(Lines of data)
________________________

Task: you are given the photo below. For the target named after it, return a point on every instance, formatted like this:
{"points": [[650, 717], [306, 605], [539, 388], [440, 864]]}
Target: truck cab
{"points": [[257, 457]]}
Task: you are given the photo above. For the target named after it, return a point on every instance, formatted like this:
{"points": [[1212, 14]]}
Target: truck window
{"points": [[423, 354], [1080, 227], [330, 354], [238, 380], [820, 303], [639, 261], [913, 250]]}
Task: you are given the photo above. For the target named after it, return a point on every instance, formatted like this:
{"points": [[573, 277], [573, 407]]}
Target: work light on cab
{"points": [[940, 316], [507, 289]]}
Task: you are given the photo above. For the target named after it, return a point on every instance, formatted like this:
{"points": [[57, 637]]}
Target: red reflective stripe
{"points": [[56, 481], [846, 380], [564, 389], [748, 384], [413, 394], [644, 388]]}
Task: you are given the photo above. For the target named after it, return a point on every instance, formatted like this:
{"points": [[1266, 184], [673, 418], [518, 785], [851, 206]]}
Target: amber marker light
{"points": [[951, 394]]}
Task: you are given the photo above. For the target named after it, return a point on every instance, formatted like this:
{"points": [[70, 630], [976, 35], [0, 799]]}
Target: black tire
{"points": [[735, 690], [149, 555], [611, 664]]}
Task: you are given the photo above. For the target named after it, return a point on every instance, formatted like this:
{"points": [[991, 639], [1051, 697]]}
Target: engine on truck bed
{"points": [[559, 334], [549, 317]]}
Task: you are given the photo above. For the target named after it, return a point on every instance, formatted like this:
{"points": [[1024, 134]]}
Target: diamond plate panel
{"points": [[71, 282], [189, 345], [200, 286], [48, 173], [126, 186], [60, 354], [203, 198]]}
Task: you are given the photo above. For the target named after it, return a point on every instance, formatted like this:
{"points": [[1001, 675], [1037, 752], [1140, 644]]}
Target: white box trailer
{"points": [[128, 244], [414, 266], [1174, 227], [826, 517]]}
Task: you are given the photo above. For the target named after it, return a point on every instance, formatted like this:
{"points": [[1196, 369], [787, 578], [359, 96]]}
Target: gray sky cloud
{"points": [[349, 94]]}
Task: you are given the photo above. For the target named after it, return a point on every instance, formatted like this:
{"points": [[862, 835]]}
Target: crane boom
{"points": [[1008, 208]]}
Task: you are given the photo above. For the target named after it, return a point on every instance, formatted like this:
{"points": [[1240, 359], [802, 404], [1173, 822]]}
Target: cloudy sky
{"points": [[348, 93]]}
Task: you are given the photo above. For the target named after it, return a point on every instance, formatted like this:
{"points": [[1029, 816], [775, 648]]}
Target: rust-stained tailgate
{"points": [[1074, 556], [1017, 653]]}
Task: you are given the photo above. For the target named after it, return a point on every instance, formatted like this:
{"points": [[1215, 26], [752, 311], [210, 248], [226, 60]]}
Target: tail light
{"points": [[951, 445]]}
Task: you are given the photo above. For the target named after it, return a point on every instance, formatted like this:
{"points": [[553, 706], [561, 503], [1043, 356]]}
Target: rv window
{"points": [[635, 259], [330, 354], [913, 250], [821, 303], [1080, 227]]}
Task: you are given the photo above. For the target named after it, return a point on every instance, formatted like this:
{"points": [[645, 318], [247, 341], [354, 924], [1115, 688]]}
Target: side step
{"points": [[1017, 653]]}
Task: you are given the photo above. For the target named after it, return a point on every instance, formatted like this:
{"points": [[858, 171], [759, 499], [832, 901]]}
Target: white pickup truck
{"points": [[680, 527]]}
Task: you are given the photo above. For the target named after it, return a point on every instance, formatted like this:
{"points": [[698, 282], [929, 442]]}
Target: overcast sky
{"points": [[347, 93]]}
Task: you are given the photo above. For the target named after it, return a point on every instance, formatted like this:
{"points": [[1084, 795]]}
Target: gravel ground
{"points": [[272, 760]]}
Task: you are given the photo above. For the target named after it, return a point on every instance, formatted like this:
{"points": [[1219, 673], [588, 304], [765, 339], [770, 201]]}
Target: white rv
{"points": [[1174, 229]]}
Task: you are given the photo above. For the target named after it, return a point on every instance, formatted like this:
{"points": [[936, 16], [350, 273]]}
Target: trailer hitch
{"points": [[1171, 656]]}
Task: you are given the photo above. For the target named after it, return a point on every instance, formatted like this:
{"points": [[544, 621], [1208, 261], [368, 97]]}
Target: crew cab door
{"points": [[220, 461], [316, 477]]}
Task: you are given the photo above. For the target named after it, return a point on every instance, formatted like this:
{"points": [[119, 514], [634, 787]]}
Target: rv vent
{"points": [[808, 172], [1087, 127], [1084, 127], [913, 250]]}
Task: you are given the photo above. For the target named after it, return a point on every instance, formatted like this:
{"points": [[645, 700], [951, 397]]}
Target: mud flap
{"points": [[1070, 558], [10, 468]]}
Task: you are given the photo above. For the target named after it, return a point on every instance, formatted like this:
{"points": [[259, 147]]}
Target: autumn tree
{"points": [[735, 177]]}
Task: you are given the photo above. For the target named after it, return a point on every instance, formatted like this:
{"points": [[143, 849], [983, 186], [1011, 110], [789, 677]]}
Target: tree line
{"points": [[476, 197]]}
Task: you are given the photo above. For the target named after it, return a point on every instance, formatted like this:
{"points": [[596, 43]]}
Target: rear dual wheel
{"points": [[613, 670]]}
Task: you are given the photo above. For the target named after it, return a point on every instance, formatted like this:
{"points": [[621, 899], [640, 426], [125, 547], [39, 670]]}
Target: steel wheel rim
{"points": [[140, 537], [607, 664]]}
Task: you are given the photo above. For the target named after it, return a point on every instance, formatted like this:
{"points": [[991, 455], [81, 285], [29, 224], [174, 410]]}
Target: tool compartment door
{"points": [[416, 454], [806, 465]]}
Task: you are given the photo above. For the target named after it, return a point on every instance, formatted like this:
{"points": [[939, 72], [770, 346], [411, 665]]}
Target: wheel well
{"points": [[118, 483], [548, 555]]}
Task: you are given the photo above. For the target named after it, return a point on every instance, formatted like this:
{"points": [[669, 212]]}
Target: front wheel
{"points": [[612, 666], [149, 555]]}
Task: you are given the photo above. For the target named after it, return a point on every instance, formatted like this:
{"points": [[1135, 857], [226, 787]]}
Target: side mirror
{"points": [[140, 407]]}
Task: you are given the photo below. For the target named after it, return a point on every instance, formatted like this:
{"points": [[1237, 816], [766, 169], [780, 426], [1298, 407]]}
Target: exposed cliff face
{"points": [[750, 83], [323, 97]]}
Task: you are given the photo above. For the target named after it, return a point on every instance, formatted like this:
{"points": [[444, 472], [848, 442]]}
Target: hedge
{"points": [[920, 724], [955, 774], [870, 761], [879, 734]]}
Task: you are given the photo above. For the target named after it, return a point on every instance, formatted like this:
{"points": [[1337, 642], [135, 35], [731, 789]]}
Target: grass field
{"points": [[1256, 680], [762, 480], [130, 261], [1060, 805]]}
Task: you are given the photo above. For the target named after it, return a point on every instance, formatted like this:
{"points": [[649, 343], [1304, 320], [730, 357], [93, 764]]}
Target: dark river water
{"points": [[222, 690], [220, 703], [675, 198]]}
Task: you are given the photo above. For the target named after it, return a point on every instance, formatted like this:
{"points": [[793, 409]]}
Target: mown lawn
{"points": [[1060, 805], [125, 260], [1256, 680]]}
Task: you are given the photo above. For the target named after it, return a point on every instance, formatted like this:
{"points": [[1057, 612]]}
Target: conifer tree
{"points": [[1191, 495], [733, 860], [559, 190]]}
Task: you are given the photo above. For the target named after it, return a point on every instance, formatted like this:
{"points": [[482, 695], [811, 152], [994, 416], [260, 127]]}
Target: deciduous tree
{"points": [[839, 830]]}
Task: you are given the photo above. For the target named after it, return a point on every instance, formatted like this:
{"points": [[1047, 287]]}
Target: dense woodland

________________________

Report each line of the records above that contains the string "trailer", copying every such line in full.

Target: white box trailer
Target: trailer hitch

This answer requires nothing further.